• **EXERCISE**:
Please give the data below again in full, exactly as it stands.

• **MATERIAL FOR THIS EXERCISE**:
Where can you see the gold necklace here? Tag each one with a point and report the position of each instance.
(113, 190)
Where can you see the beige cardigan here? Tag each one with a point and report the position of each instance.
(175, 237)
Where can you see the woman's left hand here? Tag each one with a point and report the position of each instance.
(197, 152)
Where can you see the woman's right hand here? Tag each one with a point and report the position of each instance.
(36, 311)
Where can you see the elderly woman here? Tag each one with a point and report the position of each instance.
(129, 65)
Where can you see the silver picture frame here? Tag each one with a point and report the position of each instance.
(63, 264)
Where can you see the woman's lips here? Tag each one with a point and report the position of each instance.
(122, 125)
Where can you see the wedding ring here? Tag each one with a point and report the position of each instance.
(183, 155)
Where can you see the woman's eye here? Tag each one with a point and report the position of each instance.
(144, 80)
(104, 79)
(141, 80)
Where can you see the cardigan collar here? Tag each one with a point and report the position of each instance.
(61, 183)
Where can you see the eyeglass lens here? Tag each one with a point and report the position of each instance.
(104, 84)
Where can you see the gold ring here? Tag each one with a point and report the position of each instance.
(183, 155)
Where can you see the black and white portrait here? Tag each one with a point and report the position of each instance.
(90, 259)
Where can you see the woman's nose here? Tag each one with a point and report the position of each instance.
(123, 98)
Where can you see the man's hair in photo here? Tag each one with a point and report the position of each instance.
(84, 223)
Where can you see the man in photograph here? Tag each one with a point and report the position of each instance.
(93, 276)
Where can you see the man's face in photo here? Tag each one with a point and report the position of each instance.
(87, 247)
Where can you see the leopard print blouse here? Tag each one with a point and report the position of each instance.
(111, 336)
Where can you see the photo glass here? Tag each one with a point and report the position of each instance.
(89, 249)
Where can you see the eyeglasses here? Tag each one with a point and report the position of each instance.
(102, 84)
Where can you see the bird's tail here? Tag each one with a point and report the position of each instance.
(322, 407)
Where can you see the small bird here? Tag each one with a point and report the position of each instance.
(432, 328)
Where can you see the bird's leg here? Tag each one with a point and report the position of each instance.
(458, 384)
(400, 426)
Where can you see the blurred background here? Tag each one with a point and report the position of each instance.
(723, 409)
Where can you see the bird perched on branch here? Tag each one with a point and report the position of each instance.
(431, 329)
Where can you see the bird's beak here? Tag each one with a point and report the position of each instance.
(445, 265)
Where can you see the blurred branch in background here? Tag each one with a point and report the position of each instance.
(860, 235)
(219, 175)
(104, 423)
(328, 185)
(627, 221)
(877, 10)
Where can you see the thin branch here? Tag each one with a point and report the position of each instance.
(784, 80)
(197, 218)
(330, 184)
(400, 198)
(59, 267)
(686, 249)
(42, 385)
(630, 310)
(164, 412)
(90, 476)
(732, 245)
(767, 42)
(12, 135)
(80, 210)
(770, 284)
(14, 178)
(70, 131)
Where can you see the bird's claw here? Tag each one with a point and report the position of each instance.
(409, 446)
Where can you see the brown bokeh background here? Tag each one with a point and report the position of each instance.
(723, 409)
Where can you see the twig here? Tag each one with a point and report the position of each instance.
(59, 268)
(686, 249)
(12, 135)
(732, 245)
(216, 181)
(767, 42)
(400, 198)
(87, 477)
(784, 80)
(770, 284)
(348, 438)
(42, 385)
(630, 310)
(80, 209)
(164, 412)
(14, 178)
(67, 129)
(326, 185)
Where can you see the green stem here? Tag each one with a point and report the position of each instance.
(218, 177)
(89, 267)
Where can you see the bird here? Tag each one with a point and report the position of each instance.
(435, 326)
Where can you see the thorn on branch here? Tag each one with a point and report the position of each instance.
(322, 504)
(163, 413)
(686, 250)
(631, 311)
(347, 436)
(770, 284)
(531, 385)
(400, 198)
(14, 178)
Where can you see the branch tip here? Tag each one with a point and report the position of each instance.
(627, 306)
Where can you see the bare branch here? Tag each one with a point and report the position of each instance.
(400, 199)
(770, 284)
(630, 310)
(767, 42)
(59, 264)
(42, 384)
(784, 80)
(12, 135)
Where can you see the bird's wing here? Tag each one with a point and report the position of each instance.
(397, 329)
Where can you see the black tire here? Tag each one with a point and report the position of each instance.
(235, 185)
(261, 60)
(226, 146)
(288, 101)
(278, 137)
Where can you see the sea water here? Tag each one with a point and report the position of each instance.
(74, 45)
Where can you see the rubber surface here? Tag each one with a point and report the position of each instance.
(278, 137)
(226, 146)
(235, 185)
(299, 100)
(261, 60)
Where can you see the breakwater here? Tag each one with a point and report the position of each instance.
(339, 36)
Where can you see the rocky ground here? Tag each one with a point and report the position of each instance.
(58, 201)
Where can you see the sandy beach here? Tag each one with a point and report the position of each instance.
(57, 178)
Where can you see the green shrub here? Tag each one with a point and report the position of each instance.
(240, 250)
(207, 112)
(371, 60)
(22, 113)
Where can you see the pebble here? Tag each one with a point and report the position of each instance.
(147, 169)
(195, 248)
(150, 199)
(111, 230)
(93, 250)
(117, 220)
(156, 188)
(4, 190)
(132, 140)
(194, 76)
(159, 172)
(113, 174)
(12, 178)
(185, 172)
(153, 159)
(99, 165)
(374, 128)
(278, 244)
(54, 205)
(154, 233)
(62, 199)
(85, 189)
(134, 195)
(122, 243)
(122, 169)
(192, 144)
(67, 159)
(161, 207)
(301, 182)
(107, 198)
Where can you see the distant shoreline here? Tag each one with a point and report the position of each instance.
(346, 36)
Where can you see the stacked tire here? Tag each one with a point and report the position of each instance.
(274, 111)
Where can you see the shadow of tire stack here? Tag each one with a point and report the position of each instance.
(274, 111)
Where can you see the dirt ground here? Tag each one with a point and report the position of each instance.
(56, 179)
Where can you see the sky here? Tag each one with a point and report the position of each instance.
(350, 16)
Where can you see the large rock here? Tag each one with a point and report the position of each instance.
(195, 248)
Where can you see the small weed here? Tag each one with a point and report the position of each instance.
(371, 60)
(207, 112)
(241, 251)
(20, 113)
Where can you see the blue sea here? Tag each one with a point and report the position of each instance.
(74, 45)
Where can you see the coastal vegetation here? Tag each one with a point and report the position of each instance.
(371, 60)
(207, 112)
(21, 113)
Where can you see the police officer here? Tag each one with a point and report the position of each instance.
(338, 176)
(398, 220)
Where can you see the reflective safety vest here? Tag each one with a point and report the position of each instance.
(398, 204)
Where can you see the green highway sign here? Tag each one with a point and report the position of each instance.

• **FULL SOLUTION**:
Where can you see the gold necklace here? Tag each one with a point and report the position of each instance.
(113, 190)
Where can you see the beige cardigan here? Tag each one with a point and report the position of each instance.
(175, 237)
Where can you see the woman's left hand here? Tag each one with a point and report the position of each instance.
(197, 152)
Where can you see the woman's right hand here? Tag each one with a point and report the position of each instance.
(36, 311)
Where can you see the elderly woman here? Tag each one with a point and report the position of each instance.
(129, 65)
Where can you see the silver picture frame here? Tag each one with a point and report the position of each instance.
(63, 264)
Where can you see the woman's lips here? Tag each one with a point and report the position of each instance.
(122, 125)
Where can you see the wedding ring here? Tag each one with a point and report the position of each instance.
(183, 155)
Where can you see the woman's eye here? Tag each one with a point and report the position of each instance.
(144, 80)
(104, 79)
(141, 80)
Where can you see the cardigan collar here? Tag each one with a point and report the position of each instance.
(61, 183)
Where can you see the eyeglass lens here? Tag each one with a point and report the position of each instance.
(104, 84)
Where can you see the gold ring here? Tag each one with a point and report the position of each instance.
(183, 155)
Where can you see the black and white portrait here? Tag each one with a point and report the position of each instance.
(90, 259)
Where can you see the woman's nose here? Tag each one with a point and report the position of each instance.
(123, 98)
Where can you see the man's hair in photo here? Tag each one with a point and report the position of each instance.
(84, 223)
Where can you see the man in photograph here? Tag each one with a point and report the position of each instance.
(93, 276)
Where can you see the man's face in photo here? Tag each one with a point and report the position of each instance.
(87, 247)
Where can you see the leopard print blouse here? Tag each one with a point and report the position of each instance.
(111, 336)
Where can you see the photo glass here? Tag each one with a point and report the position of each instance.
(89, 249)
Where can you see the eyeglasses here? Tag each one with a point and report the position of each instance.
(102, 84)
Where can you see the bird's tail here? Tag each one with a point and report the position of each instance.
(322, 407)
Where can you see the small bird here? Tag each one with a point and report the position of each instance.
(432, 328)
Where can you see the bird's leg here? Tag each one with a point and report the position of each instance.
(458, 384)
(400, 426)
Where can you see the blurred background here? Tag each one with a point and report the position of each instance.
(723, 409)
Where can you see the bird perched on branch here? Tag each one with a point and report the position of each instance.
(431, 329)
Where can you see the bird's beak here? Tag each one with a point and report the position of each instance.
(445, 265)
Where can you see the blurred branch in background here? Tag each one with a point and report the position of each instance.
(860, 235)
(219, 175)
(104, 423)
(328, 185)
(627, 221)
(877, 10)
Where can you see the thin branch here? Tag each one with a point and report the position of each instance.
(784, 80)
(197, 218)
(330, 184)
(400, 198)
(59, 267)
(686, 249)
(42, 385)
(630, 310)
(164, 412)
(90, 476)
(732, 245)
(767, 42)
(12, 135)
(80, 210)
(770, 284)
(14, 178)
(70, 131)
Where can you see the bird's claw here? Tag each one with a point and report the position of each instance.
(409, 446)
Where can you see the brown bokeh background here? Tag each one with a point and report the position of each instance.
(723, 409)
Where can you see the twig here? Tag each one with a point and report the position of each instance.
(59, 268)
(686, 249)
(12, 135)
(732, 245)
(216, 181)
(767, 42)
(400, 198)
(87, 477)
(784, 80)
(770, 284)
(348, 438)
(42, 385)
(630, 310)
(80, 209)
(164, 412)
(14, 178)
(67, 129)
(326, 185)
Where can you see the green stem here? Tag each one with a point and report the position of each instance.
(218, 177)
(89, 267)
Where can you see the bird here? Tag each one with a point and report the position of each instance.
(435, 326)
Where can you see the thorn on branch here? Tag each one with a point and report the position of each instance.
(322, 504)
(163, 413)
(686, 250)
(631, 311)
(347, 436)
(770, 284)
(531, 385)
(400, 198)
(14, 178)
Where can you see the branch tip here? Tag each one with a point and report the position of each instance.
(627, 306)
Where can you see the bare branch here? Tag each one with a point and report the position of each instance.
(400, 199)
(770, 284)
(630, 310)
(767, 42)
(59, 264)
(42, 384)
(784, 80)
(12, 135)
Where can you see the bird's wing here? Tag each one with a point and report the position of each instance.
(397, 329)
Where can you see the black tire here? Tag each one with a point and report the position of each instance.
(235, 185)
(261, 60)
(226, 146)
(288, 101)
(278, 137)
Where can you see the sea water here? Tag each one with a point and report the position of each instance.
(74, 45)
Where can you see the rubber surface here? Tag each one with a point and report the position of each instance.
(278, 137)
(226, 146)
(235, 185)
(299, 100)
(261, 60)
Where can you see the breakwater here? Tag each one with a point and report the position of each instance.
(339, 36)
Where can you see the rocky ground here? Tag each one with a point and report the position of each instance.
(58, 201)
Where can you see the sandy beach here? Tag each one with a point and report the position of each instance.
(57, 178)
Where can you see the green shrub here? Tag each one with a point and report the position of each instance.
(240, 250)
(207, 112)
(371, 60)
(22, 113)
Where can you see the pebble here? Tag each one with a point and report the position of each instance.
(147, 169)
(195, 248)
(150, 199)
(111, 230)
(93, 250)
(117, 220)
(156, 188)
(4, 190)
(132, 140)
(194, 76)
(159, 172)
(113, 174)
(12, 178)
(185, 172)
(153, 159)
(99, 165)
(374, 128)
(278, 244)
(54, 205)
(154, 233)
(62, 199)
(85, 189)
(134, 195)
(122, 243)
(122, 169)
(192, 144)
(67, 159)
(161, 207)
(301, 182)
(107, 198)
Where can you see the distant shoreline here? Tag each one with a point and report the position of each instance.
(346, 36)
Where can you see the stacked tire here? Tag each one with a point and report the position of each instance.
(274, 111)
Where can you see the shadow of tire stack here? Tag each one with a point and report the position of each instance.
(274, 111)
Where can you see the dirt ground here? Tag each one with a point and report the position of each instance.
(56, 179)
Where can you see the sky here? Tag each one with a point and report the position of each instance.
(350, 16)
Where can you see the large rock here? Tag each one with a point and report the position of each instance.
(195, 248)
Where can you see the small weed here? Tag each one with a point and report the position of each instance.
(371, 60)
(207, 112)
(241, 251)
(20, 113)
Where can you see the blue sea here? Tag each one with a point and report the position of each instance.
(74, 45)
Where can you see the coastal vegetation here? Tag each one with a point and report the position of each instance.
(371, 60)
(207, 112)
(21, 113)
Where can you see the police officer here? Tag each one with a point and report the position of each instance.
(338, 176)
(398, 220)
Where can you see the reflective safety vest here? Tag each one with a point and report the position of each instance.
(398, 204)
Where can you see the green highway sign here? Tag each one with a point and report the position of each instance.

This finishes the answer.